### Work to complete
Sift the records below and copy out every line that contains the string "brown". Case counts.

### Information shown
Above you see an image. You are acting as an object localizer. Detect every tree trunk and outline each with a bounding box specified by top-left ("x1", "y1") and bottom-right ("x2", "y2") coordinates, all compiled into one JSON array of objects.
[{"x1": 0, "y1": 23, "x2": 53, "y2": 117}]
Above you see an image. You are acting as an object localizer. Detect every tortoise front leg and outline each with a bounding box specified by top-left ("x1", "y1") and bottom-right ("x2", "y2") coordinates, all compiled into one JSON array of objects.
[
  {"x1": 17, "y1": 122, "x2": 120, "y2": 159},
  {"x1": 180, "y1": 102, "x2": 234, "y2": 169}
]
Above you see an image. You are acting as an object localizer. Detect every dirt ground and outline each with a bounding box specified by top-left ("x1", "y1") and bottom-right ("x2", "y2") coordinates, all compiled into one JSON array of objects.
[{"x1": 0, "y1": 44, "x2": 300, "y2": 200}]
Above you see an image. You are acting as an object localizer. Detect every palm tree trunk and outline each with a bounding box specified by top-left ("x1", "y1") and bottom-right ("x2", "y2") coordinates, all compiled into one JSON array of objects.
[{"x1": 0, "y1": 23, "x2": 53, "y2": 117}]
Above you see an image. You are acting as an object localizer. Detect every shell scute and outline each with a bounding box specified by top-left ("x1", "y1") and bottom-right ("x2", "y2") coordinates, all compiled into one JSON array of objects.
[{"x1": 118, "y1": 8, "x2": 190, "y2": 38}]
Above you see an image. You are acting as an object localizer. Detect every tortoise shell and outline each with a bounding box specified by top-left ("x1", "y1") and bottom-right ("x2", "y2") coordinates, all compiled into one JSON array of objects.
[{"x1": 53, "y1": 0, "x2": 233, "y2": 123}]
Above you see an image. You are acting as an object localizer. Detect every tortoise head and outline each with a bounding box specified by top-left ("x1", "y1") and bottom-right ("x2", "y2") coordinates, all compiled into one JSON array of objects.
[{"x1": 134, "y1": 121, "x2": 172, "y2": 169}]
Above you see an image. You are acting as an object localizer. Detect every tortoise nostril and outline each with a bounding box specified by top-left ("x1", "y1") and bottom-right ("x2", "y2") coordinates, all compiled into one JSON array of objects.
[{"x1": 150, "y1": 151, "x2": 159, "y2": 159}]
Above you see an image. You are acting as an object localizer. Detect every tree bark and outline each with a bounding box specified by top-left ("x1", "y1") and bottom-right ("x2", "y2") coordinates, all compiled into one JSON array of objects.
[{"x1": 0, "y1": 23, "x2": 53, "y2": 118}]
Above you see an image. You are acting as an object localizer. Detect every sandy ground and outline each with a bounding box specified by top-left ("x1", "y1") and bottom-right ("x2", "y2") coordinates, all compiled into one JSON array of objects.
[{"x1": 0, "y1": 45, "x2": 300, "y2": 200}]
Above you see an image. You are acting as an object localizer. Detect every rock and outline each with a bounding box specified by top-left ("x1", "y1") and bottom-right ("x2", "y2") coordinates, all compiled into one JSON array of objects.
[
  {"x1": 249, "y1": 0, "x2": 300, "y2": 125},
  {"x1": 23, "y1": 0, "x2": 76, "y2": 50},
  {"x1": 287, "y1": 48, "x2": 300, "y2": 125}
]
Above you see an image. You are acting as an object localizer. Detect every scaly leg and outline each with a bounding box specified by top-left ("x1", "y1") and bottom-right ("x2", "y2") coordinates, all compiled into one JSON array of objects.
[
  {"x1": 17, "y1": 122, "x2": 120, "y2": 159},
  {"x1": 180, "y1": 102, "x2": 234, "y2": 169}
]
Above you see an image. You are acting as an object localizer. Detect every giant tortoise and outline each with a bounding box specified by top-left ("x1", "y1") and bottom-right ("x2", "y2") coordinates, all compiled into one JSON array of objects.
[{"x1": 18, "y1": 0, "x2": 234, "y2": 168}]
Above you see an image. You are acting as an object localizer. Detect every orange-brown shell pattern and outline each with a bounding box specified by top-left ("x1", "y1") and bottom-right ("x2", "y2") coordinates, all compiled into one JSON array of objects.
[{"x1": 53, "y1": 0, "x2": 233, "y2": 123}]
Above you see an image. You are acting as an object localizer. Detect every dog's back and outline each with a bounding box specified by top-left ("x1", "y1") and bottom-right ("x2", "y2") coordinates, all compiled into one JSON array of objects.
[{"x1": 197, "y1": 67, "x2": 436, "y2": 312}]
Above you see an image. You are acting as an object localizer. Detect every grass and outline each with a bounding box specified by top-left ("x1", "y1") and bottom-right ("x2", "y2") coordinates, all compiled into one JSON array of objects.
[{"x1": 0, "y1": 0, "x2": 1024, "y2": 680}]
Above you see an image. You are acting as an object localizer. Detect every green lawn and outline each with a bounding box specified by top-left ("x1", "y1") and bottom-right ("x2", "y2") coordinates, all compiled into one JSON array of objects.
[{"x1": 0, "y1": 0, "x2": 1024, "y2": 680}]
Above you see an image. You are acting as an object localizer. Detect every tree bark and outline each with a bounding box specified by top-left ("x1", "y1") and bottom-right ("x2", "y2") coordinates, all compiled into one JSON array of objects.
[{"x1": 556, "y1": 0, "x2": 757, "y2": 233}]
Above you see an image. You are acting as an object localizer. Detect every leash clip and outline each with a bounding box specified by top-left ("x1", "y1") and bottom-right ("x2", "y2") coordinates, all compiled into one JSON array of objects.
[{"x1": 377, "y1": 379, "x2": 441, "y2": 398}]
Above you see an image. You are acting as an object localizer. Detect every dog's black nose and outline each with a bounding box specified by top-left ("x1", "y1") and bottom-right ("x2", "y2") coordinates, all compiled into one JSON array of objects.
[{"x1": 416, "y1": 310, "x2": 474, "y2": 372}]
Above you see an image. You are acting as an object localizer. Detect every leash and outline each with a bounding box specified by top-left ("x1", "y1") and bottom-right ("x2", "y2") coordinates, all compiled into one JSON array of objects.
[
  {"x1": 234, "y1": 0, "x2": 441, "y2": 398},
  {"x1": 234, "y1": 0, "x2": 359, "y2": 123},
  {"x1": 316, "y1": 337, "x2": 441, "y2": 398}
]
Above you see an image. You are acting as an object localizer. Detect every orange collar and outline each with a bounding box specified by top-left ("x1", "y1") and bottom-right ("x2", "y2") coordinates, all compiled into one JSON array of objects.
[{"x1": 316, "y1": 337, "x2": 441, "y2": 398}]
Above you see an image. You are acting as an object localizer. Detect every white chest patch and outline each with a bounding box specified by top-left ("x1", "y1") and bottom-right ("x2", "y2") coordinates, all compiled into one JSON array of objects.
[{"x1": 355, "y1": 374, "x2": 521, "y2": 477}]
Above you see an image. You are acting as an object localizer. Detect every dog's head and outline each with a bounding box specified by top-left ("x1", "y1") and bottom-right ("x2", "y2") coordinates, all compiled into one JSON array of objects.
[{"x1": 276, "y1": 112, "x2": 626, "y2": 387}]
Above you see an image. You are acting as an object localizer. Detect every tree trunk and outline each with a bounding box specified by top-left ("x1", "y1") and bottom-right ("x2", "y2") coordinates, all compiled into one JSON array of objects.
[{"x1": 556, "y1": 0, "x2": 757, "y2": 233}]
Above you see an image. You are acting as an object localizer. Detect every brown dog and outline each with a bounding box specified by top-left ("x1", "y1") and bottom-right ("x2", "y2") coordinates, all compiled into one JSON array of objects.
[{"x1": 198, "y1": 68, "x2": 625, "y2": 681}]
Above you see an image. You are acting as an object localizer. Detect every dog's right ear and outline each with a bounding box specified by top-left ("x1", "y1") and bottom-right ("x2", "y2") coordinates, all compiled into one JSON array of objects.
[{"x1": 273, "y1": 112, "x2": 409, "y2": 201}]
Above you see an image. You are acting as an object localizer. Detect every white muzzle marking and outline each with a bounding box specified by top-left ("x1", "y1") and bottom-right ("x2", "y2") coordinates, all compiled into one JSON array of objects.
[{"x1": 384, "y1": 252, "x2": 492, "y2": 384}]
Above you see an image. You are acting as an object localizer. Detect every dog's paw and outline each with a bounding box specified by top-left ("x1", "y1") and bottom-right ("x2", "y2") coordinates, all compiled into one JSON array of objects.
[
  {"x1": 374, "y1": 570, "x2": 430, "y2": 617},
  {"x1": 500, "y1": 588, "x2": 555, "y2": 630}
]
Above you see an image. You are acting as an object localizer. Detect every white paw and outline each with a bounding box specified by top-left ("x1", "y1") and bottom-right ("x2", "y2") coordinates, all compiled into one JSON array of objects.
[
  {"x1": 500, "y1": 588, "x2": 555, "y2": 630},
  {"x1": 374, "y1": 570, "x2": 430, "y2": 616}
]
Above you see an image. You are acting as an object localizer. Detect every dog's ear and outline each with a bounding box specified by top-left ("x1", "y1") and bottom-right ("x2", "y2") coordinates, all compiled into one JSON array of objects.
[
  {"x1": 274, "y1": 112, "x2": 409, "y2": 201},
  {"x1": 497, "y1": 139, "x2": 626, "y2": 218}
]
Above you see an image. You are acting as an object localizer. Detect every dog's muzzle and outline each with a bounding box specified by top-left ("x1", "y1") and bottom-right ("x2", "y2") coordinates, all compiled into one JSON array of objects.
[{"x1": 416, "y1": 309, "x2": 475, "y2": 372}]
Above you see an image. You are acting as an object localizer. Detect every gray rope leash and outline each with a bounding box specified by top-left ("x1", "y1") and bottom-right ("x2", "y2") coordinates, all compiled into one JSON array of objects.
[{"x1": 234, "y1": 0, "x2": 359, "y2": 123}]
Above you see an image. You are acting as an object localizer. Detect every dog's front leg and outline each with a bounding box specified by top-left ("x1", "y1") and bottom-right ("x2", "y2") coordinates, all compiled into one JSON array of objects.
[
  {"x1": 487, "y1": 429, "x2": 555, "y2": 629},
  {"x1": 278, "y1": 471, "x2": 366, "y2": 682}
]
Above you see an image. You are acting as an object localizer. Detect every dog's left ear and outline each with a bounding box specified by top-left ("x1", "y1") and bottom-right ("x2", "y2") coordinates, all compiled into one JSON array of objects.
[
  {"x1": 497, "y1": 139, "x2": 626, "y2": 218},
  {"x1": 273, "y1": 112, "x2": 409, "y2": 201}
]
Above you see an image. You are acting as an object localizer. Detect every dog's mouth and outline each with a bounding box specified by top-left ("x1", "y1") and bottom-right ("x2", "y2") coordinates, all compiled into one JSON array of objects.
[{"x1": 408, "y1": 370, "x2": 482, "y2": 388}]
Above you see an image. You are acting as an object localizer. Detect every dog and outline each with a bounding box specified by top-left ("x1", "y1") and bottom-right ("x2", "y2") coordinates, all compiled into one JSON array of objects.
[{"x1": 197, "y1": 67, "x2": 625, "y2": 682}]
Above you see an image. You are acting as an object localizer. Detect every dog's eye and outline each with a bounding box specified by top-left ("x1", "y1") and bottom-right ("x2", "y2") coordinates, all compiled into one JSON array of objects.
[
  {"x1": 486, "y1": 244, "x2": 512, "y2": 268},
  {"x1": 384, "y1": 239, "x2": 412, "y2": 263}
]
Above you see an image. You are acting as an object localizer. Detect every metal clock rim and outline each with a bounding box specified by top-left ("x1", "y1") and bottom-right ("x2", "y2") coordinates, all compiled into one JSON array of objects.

### Full response
Above you see an image. You are acting as an object localizer. Detect every orange-brown shell pattern and outline each with a bounding box specified by top-left ("x1", "y1") and bottom-right ("x2", "y2") coordinates, all compiled into one JSON array of objects.
Above you see an image. You are acting as an object localizer. Detect every brown dog and outline each with a bounding box specified by top-left ("x1", "y1") and bottom-right ("x2", "y2") coordinates, all compiled into one JSON array of objects.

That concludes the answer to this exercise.